▸ **Document text**:
──────────
Firstly, companies must offer an excellent service to customers, which will take the company to obtain highly satisfied and loyal customers who buy again and again from us. Once this happens, these highly satisfied customers will tell their relatives, friends and colleagues how good the company is, creating a sense of “attachment to the company” instead of being simply “satisfied”. If this occurs, then customers become the best “salesmen” of the company, taking into consideration that their testimonial adds real credibility to their message. This fact is extremely important when marketing and selling added value services.
Probably, if the market where a company operates in is a clear stage of growth then the first priority can be to increase and maximize market share searching for strategic positions for the future. But if the market is in a maturity stage, where everybody is selling pretty much the same product at similar prices and the market has reached its top, then the most adequate strategies will be those related to create and develop “customer retention and customer sustainability”. Research shows that is significantly cheaper to retain a customer than finding a new one. The ratio is between 5 to 1 and 7 to 1 depending on the industry.
Some managers believe that the company and its internal processes are much more important that the customers, some others believe that if they provide their customers simply with a “good quality products” then customers will come by themself as someting “magic”. Some others believe that customers are a “bad need” (here appears the syndrome: “we have to deal with them but they always bring us problems!”), some other managers increase dramatically expectations in their customers in order to sell quicker than others, and some managers are focused in cost reduction. To sum up, and not leaving importance to the former issues, I would say that listen to the customer and detect its needs is going to be crucial in many markets in the next years. Those corporations which apply relationship marketing programs sucessfully will perform better financially.
──────────
▸ **Record set**:
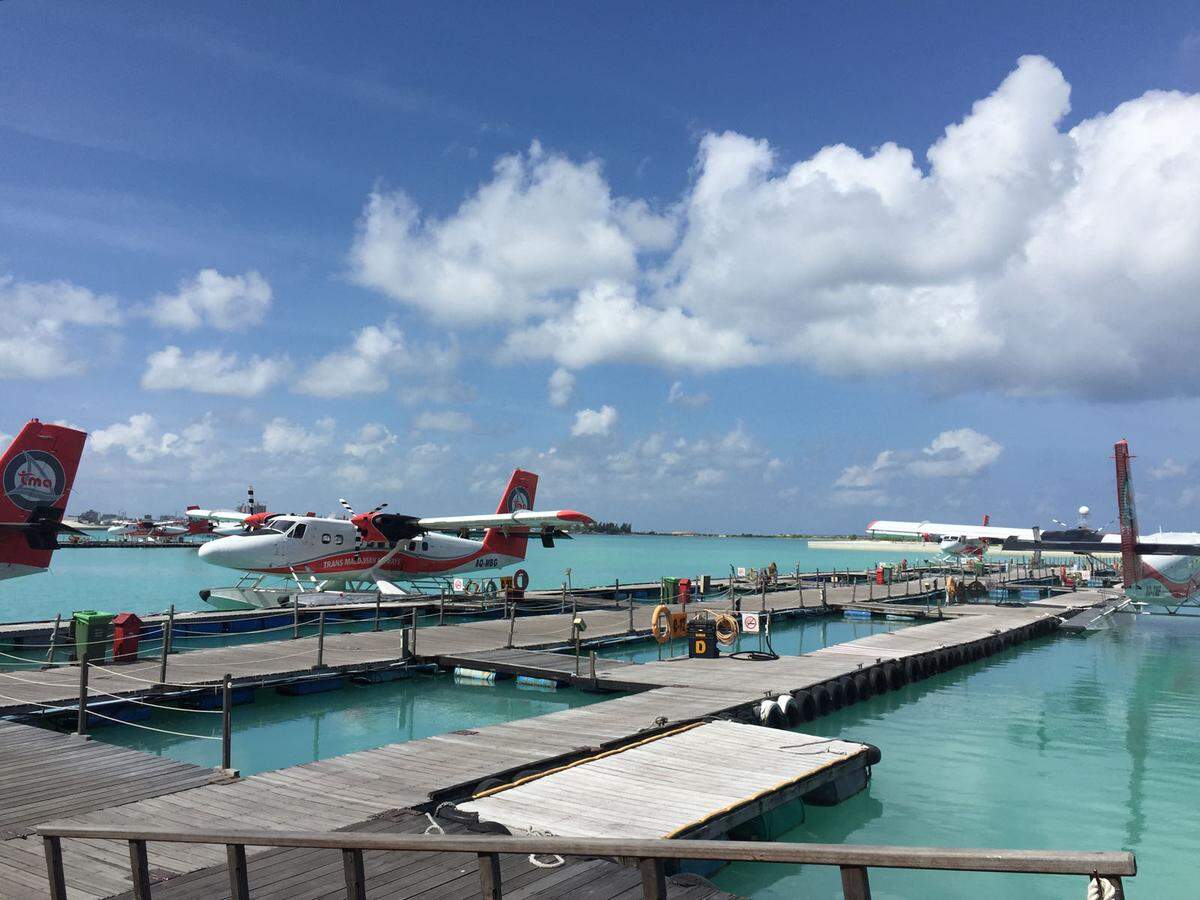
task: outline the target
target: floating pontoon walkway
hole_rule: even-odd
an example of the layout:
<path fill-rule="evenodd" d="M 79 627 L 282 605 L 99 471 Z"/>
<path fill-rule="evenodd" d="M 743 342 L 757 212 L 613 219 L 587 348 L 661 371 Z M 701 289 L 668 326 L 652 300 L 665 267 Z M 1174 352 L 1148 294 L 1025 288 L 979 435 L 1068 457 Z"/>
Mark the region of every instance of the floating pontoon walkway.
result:
<path fill-rule="evenodd" d="M 511 834 L 720 838 L 838 781 L 868 781 L 871 748 L 703 722 L 484 792 L 460 812 Z M 702 781 L 702 784 L 697 784 Z"/>

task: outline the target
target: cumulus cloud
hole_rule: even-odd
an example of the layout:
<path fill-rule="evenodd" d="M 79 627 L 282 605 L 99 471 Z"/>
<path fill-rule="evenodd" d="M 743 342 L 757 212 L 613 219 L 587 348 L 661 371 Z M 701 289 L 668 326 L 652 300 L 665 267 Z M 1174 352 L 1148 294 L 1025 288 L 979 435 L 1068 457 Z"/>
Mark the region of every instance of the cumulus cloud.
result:
<path fill-rule="evenodd" d="M 262 275 L 222 275 L 202 269 L 185 278 L 174 294 L 150 301 L 150 318 L 162 328 L 193 331 L 202 325 L 221 331 L 240 331 L 257 325 L 271 306 L 271 286 Z"/>
<path fill-rule="evenodd" d="M 86 368 L 83 329 L 120 323 L 116 299 L 68 281 L 0 276 L 0 379 L 55 378 Z"/>
<path fill-rule="evenodd" d="M 671 390 L 667 391 L 667 403 L 677 403 L 684 407 L 702 407 L 708 403 L 708 395 L 703 391 L 689 394 L 683 389 L 683 382 L 672 382 Z"/>
<path fill-rule="evenodd" d="M 197 350 L 187 355 L 179 347 L 164 347 L 146 358 L 142 386 L 146 390 L 187 390 L 257 397 L 288 372 L 288 361 L 251 356 L 242 365 L 238 354 Z"/>
<path fill-rule="evenodd" d="M 469 415 L 457 409 L 443 409 L 440 412 L 420 413 L 413 420 L 413 427 L 416 431 L 463 432 L 475 427 L 475 422 L 470 420 Z"/>
<path fill-rule="evenodd" d="M 611 406 L 602 406 L 599 409 L 580 409 L 575 414 L 575 425 L 571 426 L 571 437 L 604 437 L 612 426 L 617 424 L 617 410 Z"/>
<path fill-rule="evenodd" d="M 194 460 L 211 452 L 215 442 L 211 414 L 173 432 L 162 428 L 150 413 L 137 413 L 124 422 L 94 431 L 88 445 L 98 454 L 125 451 L 134 462 L 144 463 L 163 457 Z"/>
<path fill-rule="evenodd" d="M 575 376 L 559 366 L 550 373 L 546 389 L 550 395 L 551 406 L 565 407 L 571 398 L 571 394 L 575 391 Z"/>
<path fill-rule="evenodd" d="M 612 281 L 580 292 L 562 314 L 509 334 L 500 358 L 552 359 L 568 368 L 641 362 L 697 371 L 762 361 L 739 332 L 710 325 L 677 306 L 641 304 L 630 286 Z"/>
<path fill-rule="evenodd" d="M 596 278 L 631 278 L 638 253 L 667 248 L 671 218 L 612 196 L 600 164 L 536 142 L 497 160 L 445 218 L 402 191 L 371 193 L 350 251 L 354 280 L 445 320 L 518 322 Z"/>
<path fill-rule="evenodd" d="M 968 478 L 995 463 L 1003 452 L 997 442 L 974 428 L 943 431 L 917 452 L 882 450 L 865 466 L 847 466 L 834 487 L 858 499 L 878 499 L 878 488 L 899 478 Z M 870 491 L 870 493 L 860 493 Z M 842 498 L 845 499 L 845 497 Z"/>
<path fill-rule="evenodd" d="M 347 456 L 364 458 L 367 456 L 379 456 L 390 450 L 396 444 L 396 436 L 391 433 L 386 425 L 379 422 L 367 422 L 359 433 L 342 445 Z M 349 466 L 350 463 L 347 463 Z"/>
<path fill-rule="evenodd" d="M 1152 466 L 1150 468 L 1150 476 L 1156 481 L 1160 481 L 1164 478 L 1182 478 L 1190 472 L 1186 463 L 1176 462 L 1170 456 L 1163 460 L 1158 466 Z"/>
<path fill-rule="evenodd" d="M 332 443 L 336 425 L 334 419 L 325 416 L 318 419 L 312 428 L 306 428 L 283 416 L 276 416 L 263 427 L 263 452 L 295 457 L 323 450 Z"/>
<path fill-rule="evenodd" d="M 410 346 L 395 322 L 367 325 L 354 332 L 349 346 L 334 350 L 301 374 L 293 386 L 299 394 L 314 397 L 349 397 L 356 394 L 382 394 L 397 374 L 406 374 L 419 385 L 401 394 L 406 403 L 452 403 L 470 397 L 470 389 L 456 379 L 458 348 Z"/>
<path fill-rule="evenodd" d="M 1200 95 L 1066 128 L 1069 110 L 1063 73 L 1022 56 L 929 148 L 786 160 L 709 133 L 668 216 L 535 146 L 444 220 L 373 194 L 354 272 L 443 318 L 509 320 L 502 359 L 570 370 L 784 361 L 936 391 L 1194 395 Z"/>

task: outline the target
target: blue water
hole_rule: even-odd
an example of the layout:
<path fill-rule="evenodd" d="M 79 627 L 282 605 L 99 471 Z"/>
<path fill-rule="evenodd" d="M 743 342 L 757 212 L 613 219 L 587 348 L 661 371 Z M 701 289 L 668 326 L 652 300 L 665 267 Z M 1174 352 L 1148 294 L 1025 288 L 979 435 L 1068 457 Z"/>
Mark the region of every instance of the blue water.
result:
<path fill-rule="evenodd" d="M 901 553 L 890 554 L 894 560 Z M 574 586 L 728 575 L 730 566 L 762 568 L 772 562 L 782 571 L 862 569 L 887 554 L 809 550 L 808 541 L 775 538 L 670 538 L 654 535 L 582 535 L 559 541 L 553 550 L 532 546 L 524 569 L 532 587 L 556 588 L 571 569 Z M 914 560 L 910 560 L 914 562 Z M 200 562 L 194 550 L 95 550 L 66 547 L 54 554 L 49 571 L 0 581 L 0 622 L 53 619 L 74 610 L 163 612 L 209 608 L 204 588 L 229 586 L 238 572 Z"/>
<path fill-rule="evenodd" d="M 574 689 L 544 690 L 512 682 L 456 683 L 448 674 L 371 685 L 347 682 L 341 690 L 299 697 L 259 688 L 253 703 L 234 707 L 233 764 L 250 775 L 458 728 L 545 715 L 604 698 Z M 155 709 L 139 724 L 181 734 L 221 734 L 221 716 L 208 713 Z M 221 743 L 203 737 L 170 736 L 128 725 L 94 728 L 92 736 L 198 766 L 221 763 Z"/>
<path fill-rule="evenodd" d="M 1129 898 L 1200 893 L 1200 622 L 1048 637 L 802 726 L 883 751 L 870 787 L 784 840 L 1133 850 Z M 1084 878 L 871 871 L 872 896 L 1082 898 Z M 836 869 L 736 864 L 755 898 L 840 896 Z"/>

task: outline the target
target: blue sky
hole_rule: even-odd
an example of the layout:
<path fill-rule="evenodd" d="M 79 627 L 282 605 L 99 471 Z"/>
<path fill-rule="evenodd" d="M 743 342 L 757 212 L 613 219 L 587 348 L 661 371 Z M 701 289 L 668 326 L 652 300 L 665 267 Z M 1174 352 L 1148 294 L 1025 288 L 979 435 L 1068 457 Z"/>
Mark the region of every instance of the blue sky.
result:
<path fill-rule="evenodd" d="M 1190 4 L 0 4 L 72 508 L 1195 527 Z"/>

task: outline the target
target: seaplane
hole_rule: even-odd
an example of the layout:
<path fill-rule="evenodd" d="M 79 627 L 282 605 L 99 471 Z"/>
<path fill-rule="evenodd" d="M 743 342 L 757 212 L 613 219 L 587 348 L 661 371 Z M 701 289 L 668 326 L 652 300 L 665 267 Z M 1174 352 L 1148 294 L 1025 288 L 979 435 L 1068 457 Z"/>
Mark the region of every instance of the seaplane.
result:
<path fill-rule="evenodd" d="M 422 518 L 384 512 L 386 503 L 355 512 L 346 499 L 340 500 L 346 518 L 190 508 L 190 520 L 212 522 L 227 535 L 203 545 L 200 559 L 248 576 L 200 596 L 218 608 L 275 608 L 317 601 L 300 594 L 320 594 L 320 602 L 355 602 L 372 587 L 384 594 L 409 593 L 396 582 L 413 588 L 463 574 L 486 578 L 521 563 L 530 540 L 553 547 L 556 540 L 570 538 L 566 526 L 593 521 L 569 509 L 534 510 L 536 491 L 538 476 L 516 469 L 492 515 Z M 229 528 L 236 533 L 229 534 Z M 469 536 L 480 530 L 481 540 Z M 266 576 L 283 576 L 292 587 L 265 587 Z"/>
<path fill-rule="evenodd" d="M 212 522 L 205 520 L 167 518 L 156 522 L 150 516 L 143 516 L 137 520 L 114 522 L 107 530 L 119 540 L 144 540 L 152 542 L 180 540 L 190 534 L 212 534 L 215 526 Z"/>
<path fill-rule="evenodd" d="M 88 434 L 31 419 L 0 456 L 0 578 L 46 571 Z"/>
<path fill-rule="evenodd" d="M 991 546 L 1033 553 L 1120 554 L 1124 595 L 1133 602 L 1176 613 L 1200 606 L 1200 532 L 1156 532 L 1142 535 L 1133 497 L 1129 442 L 1112 446 L 1116 461 L 1118 532 L 1102 532 L 1088 523 L 1091 510 L 1080 506 L 1075 527 L 1043 530 L 989 524 L 875 521 L 866 532 L 880 538 L 936 542 L 949 556 L 980 557 Z M 1058 522 L 1060 526 L 1063 523 Z"/>

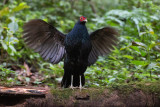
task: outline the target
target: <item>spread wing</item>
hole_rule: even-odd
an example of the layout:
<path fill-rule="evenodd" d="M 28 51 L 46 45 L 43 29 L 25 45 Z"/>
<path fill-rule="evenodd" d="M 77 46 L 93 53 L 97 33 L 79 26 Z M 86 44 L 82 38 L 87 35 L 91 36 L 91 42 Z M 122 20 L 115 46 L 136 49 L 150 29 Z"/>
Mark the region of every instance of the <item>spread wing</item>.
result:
──────────
▸ **Instruction**: In the passage on customer loyalty and retention, translate this sentence into Spanish: "The ratio is between 5 to 1 and 7 to 1 depending on the industry."

▸ **Finished task**: La proporción está entre 5 a 1 y 7 a 1, según el sector.